§ Goal of the exercise: Retype the part of the adaptive trials interview below starting at "What is the" and ending at "it another way.".

§ Text shown:
□ □ □ □ □

What is involved in the actual planning of an adaptive trial?
Steven Schwager: Planning an adaptive trial requires thinking ahead as much as possible to anticipate the changes we want to make. Knowing that we can’t plan for every contingency, we want to do the best we can.
Wade Wirta: Because of the complexities that we’ve discussed, there really is a need for much more coordination from a planning perspective. Clinical operations are really about defining the protocol, defining the study and executing with precision. It’s very important for the supply chain to be a part of that process.
It’s vital to run supply chain simulations so you understand the impact to supply chain logistics during the adaptation process.
I mentioned forecasting and planning earlier. This is critical for functions like packaging and labeling. Drugs need to be packaged in a way so that you can change treatments or allocation and still utilize existing drug supply. Procedures like just-in-time labeling also help introduce the required flexibility in drug supply that these designs require.
This applies to external interactions as well. The interim analysis process from a procedural perspective needs to be clearly articulated, as well as the process for the interaction with data monitoring committees. Understanding roles and responsibilities, timelines and the technical implications for these external interactions is key to reducing the risk of disruptions once the trial is underway.
Steven Schwager: Yes, keeping everyone on the clinical trial team in the loop is an additional complexity because, as Wade just said, many people and organizations are involved in a trial. Everyone needs to know when a change is going to be made. It can’t happen that some people know it and some people don’t. Communication truly matters here.
What is the FDA guidance around adaptive trials?
Wade Wirta: The FDA issued draft guidance in 2010, which has helped greatly with regulatory concerns and implications on how to run adaptive trials. The FDA really wants to push the industry to adopt adaptive trial design on a larger scale. In 2015, theFDA issued draft guidance for adaptive trials for medical devices.
Steven Schwager: The FDA guidance is a big step forward, because nobody wants to run a trial, however brilliantly conceived and executed, and then be told by the FDA you can’t do this because we insist you do it another way.
How can sponsors minimize supply management risks?
Wade Wirta: The complexity of the supply chain increases greatly with adaptive trial designs. The supply chain needs the flexibility to be able to adjust to changes, which really puts the onus on the planning of the trial. There must be tight integration between the clinical operations team and the supply chain planners.
As described earlier, forecasting and planning, which are important in traditional trials, become imperative in an adaptive design, so any changes to the trial design parameters need to be known and assimilated quickly into the forecasting and planning process.
Usually, the drug supply overage amounts increase substantially for adaptive trials. Historically, sponsors have taken a conservative approach by producing as much drug supply as possible upfront to reduce the risk of outages. In the case of biologics, where manufacturing challenges may limit available drug product, optimizing your drug supply is especially important.
Simulations will help ensure that you reduce overages as much as possible. Overage costs, however, really pale in comparison to the savings provided by adaptive trials in reduced clinical development time and cost.
Steven Schwager: As we mentioned earlier, the need for communication is crucial, because with changes unfolding in the design, it’s really vital for everyone to know what’s going to happen. Surprises are just not acceptable in a well-run clinical trial.

□ □ □ □ □

§ Material provided:

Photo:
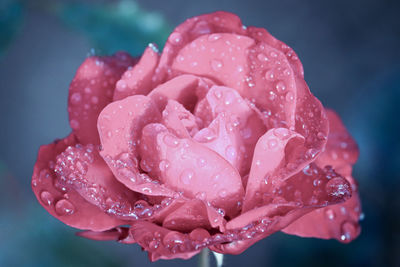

□ □ □ □ □

§ Response to the exercise:
What is the FDA guidance around adaptive trials?
Wade Wirta: The FDA issued draft guidance in 2010, which has helped greatly with regulatory concerns and implications on how to run adaptive trials. The FDA really wants to push the industry to adopt adaptive trial design on a larger scale. In 2015, theFDA issued draft guidance for adaptive trials for medical devices.
Steven Schwager: The FDA guidance is a big step forward, because nobody wants to run a trial, however brilliantly conceived and executed, and then be told by the FDA you can’t do this because we insist you do it another way.